WRITTEN EXERCISE: Arrange the rows from the line with "task | one point per instance, each pair like [494, 30]" up to and including the last row as a two-column CSV with the columns input and output. Give one CSV line per row, with its text in one quoted field and its answer in the other, and replace line breaks with spaces.

GIVEN DATA:
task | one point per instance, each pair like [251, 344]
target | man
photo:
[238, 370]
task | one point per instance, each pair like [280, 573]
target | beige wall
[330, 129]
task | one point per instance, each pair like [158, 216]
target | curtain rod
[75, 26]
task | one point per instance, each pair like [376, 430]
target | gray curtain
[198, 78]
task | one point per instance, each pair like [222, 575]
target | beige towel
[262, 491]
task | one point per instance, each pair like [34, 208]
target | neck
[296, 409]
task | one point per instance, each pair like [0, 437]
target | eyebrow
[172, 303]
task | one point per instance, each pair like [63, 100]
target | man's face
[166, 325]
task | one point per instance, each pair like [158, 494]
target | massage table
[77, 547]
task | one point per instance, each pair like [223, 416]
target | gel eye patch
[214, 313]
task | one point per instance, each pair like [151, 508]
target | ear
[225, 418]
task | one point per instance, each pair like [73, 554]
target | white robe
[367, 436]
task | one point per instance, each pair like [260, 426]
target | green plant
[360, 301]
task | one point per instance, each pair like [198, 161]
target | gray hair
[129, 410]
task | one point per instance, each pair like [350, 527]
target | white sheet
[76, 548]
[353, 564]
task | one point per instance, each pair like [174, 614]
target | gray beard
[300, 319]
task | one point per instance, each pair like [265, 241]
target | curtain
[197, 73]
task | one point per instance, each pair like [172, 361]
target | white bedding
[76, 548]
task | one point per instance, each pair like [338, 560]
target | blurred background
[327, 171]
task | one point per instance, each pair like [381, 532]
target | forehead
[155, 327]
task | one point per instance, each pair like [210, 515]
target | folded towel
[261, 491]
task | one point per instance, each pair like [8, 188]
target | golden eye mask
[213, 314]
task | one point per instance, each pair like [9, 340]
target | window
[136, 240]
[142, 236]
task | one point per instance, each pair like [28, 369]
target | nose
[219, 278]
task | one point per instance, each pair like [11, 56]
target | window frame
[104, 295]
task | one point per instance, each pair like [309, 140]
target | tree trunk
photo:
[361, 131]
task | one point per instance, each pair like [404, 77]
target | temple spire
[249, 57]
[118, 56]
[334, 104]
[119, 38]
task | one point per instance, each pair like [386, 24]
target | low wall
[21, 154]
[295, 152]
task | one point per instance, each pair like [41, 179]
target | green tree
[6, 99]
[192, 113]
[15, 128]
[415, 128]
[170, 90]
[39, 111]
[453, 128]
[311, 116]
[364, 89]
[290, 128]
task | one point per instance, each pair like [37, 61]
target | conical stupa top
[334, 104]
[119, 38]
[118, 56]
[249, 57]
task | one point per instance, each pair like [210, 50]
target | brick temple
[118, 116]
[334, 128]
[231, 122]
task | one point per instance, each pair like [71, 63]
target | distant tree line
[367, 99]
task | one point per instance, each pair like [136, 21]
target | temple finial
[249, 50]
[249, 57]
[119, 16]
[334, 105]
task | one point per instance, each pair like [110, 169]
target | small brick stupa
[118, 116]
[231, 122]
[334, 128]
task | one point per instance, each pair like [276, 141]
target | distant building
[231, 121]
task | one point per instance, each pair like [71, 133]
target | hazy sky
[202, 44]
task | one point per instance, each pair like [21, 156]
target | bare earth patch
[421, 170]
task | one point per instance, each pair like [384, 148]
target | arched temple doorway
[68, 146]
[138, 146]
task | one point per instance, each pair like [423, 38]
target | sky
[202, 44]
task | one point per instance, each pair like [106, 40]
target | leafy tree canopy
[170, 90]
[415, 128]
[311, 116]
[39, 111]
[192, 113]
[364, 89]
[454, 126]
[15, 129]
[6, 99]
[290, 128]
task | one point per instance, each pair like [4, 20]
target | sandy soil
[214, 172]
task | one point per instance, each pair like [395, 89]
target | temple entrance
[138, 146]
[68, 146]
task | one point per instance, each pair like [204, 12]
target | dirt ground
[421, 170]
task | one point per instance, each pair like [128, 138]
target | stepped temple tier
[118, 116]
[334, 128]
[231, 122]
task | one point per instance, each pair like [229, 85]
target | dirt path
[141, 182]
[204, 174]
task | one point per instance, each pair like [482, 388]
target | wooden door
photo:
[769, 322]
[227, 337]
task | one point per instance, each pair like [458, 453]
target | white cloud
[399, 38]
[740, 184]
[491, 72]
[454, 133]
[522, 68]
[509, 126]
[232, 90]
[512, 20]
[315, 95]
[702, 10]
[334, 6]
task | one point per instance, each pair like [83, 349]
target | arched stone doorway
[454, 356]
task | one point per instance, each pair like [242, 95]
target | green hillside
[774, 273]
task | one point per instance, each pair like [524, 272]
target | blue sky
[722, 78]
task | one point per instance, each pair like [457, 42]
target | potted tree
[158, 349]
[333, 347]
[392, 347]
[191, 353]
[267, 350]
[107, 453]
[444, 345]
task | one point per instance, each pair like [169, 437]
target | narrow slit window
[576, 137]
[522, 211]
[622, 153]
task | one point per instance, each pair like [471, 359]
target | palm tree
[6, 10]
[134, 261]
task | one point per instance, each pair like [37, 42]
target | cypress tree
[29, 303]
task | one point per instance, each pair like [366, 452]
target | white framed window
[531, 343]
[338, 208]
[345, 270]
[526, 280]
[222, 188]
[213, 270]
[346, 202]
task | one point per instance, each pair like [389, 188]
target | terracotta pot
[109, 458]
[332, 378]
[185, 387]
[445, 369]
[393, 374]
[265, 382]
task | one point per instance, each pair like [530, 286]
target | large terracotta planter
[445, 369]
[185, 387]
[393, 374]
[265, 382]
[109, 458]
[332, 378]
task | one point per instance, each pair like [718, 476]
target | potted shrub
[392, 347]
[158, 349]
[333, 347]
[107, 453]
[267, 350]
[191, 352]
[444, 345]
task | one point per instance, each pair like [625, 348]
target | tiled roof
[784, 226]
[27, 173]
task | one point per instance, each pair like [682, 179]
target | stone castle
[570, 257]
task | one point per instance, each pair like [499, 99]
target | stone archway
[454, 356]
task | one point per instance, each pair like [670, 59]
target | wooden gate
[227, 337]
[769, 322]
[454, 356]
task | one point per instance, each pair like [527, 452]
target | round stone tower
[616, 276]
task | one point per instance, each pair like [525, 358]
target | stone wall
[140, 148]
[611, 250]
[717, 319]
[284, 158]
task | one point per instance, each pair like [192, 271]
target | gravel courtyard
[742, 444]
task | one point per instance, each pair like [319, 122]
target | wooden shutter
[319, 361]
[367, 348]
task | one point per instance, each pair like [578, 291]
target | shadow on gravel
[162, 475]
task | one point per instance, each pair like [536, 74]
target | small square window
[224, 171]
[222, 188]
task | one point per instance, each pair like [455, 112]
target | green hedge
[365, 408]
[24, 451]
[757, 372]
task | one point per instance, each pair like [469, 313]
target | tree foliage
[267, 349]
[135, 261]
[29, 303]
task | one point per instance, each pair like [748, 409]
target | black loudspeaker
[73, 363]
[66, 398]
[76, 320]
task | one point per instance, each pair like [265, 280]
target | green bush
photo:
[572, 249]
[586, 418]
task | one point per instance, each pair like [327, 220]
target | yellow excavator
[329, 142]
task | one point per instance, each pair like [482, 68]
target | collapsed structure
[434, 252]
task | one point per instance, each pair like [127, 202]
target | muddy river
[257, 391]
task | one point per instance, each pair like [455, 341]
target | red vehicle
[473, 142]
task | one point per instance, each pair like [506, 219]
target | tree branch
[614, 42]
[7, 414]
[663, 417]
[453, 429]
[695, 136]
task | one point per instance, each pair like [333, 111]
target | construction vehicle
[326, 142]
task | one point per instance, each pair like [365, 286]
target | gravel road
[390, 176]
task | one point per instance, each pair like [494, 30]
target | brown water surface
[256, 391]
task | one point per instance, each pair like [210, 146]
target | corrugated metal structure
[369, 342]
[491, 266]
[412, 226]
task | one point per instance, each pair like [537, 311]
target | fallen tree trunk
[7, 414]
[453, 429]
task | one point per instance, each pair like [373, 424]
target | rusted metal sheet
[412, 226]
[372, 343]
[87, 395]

SOLUTION FOR THIS EXERCISE:
input,output
"task | one point per instance, each pair like [494, 30] target | brown water surface","[256, 391]"
"task | one point per instance, each pair like [210, 146] target | corrugated metal structure","[369, 342] [491, 266] [412, 226]"
"task | one point per instance, each pair like [537, 311] target | fallen tree trunk","[7, 414] [453, 429]"
"task | one point per instance, each pair like [373, 424] target | rusted metal sheet","[412, 226] [372, 343] [87, 395]"